▶ Aim of the exercise: Can you edit the Wyoming draw results thread so it reads "Spike" in place of "Cow/calf", giving it again starting with "The Resident results" and going on through "antelope 100 - yes!"?

*** Selected extract ***

# Wyoming non-res results are up!



## goofy elk (Dec 16, 2007)

The results for non-res antelope and deer are up.........

Left over permit information is also up ..

Just points for me,,,,,,,,,,,Which is a darn good thing this year!
My calendar is already so full, if I would have drawn 102 deer this year,
I would have had to cancel other hunts to go ... :-o 

Anyone on here draw????


----------



## svmoose (Feb 28, 2008)

No deer results are showing up on my end yet. They are saying 9:00 am MST. Antelope are available though, as well as the leftover list.


----------



## Trigger (Sep 11, 2007)

No Deer or Antelope for me I even tried the Premium in Region G with one point.


----------



## svmoose (Feb 28, 2008)

Trigger said:


> No Deer or Antelope for me I even tried the Premium in Region G with one point.


That sucks, you were in the 27% that didn't draw in that point pool.


----------



## FishNaked (Apr 15, 2009)

I drew my antelope tag...114...whoo hoo!


----------



## hockey (Nov 7, 2007)

3 buck antelope tags for our household!!


----------



## NoShot (Nov 23, 2007)

We've got 5 Antelope tags, Grandpa, son, son-in-law, grandson and grandson. Should be an awesome September!. Grandpa and son also have Archery Manti LE tags.. :mrgreen:


----------



## Younghunter21 (Sep 7, 2010)

none here just point for deer


----------



## mack1950 (Sep 11, 2007)

looks like its going to be a antelope muley combo hunt again for the group. we have been doing this for the last 5 years and its a real ball.


----------



## wyogoob (Sep 7, 2007)

The Resident results are up too. I did OK:

General elk - blah blah blah
General Deer - blah blah blah
Cow/calf elk - blah blah blah
Any Antelope 100 - woo hoo! 
Doe/fawn antelope 100 - yes!
Doe/fawn antelope 94 - yippie!


No luck on Bison, again.....I drew like number 1,298,467,140,311 on the Priority List.

*** Data rows ***

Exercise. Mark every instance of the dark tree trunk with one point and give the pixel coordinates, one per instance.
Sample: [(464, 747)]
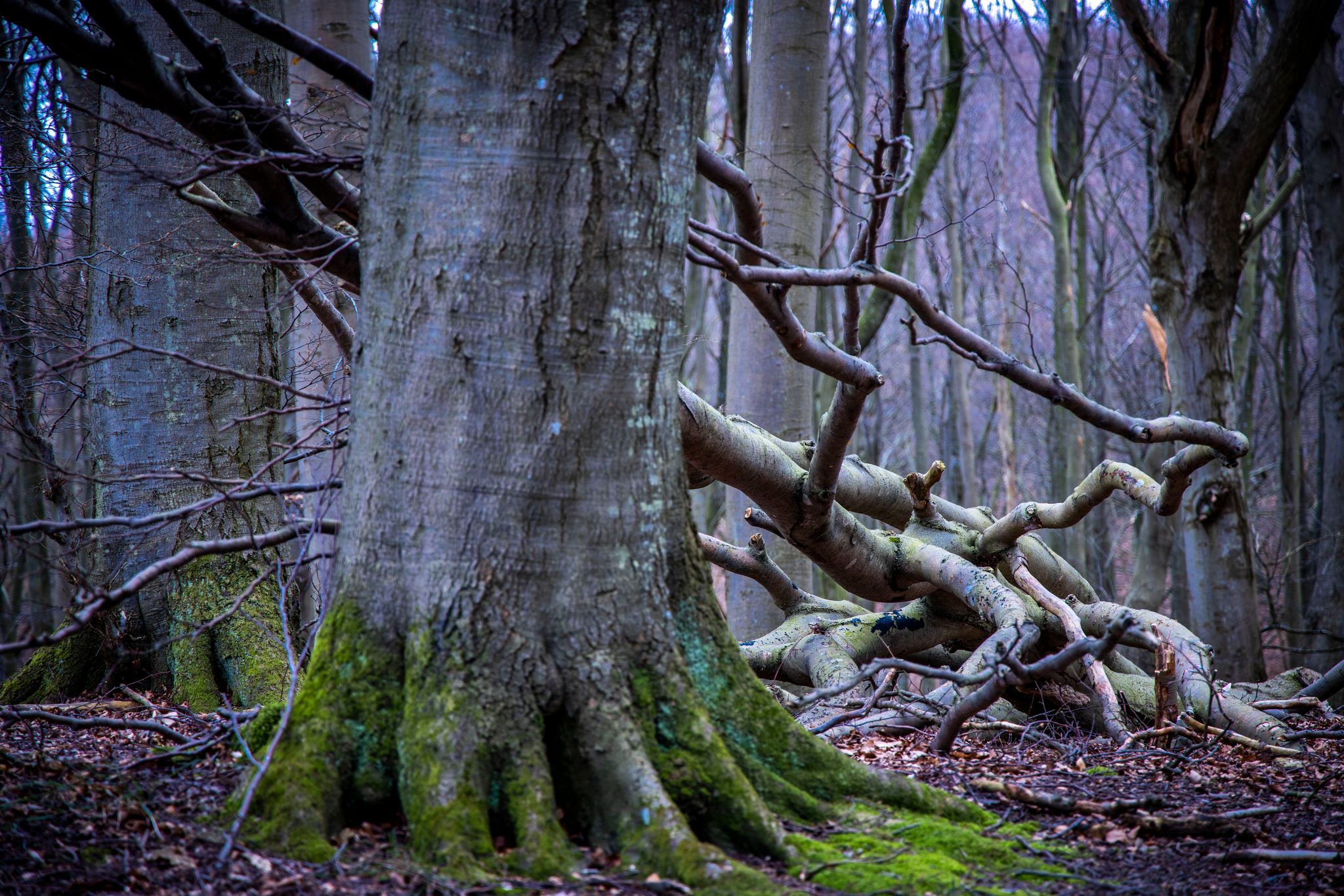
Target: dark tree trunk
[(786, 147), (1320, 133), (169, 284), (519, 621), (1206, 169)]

***
*** Data rows ***

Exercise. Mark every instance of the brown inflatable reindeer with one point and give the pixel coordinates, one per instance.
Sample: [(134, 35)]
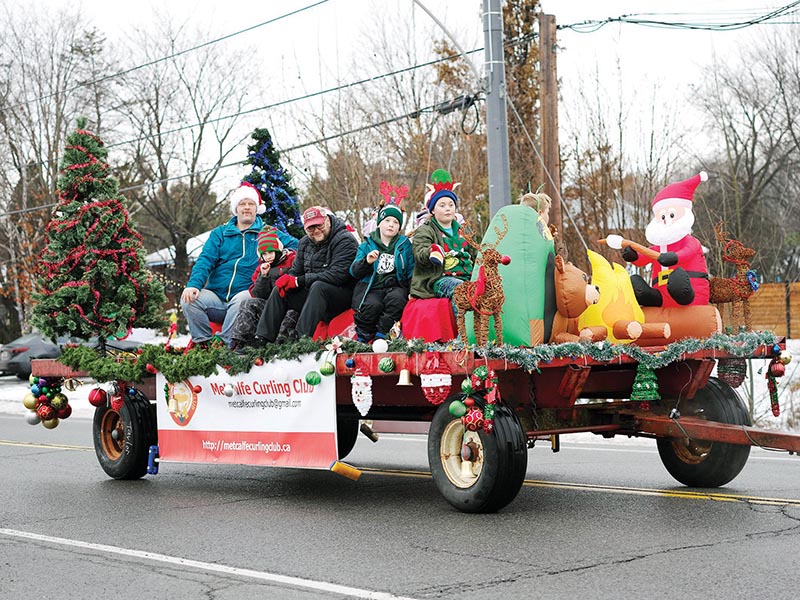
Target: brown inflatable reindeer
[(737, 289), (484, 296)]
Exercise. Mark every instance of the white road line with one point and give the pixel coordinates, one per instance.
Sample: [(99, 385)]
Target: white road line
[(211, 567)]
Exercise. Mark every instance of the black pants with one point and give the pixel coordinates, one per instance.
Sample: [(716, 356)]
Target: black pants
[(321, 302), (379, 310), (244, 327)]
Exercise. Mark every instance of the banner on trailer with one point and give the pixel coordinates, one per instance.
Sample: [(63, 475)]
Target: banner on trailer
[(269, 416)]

***

▶ Solution to this task:
The Resident results are up too. I did OK:

General elk - blah blah blah
General Deer - blah blah blah
Spike elk - blah blah blah
Any Antelope 100 - woo hoo! 
Doe/fawn antelope 100 - yes!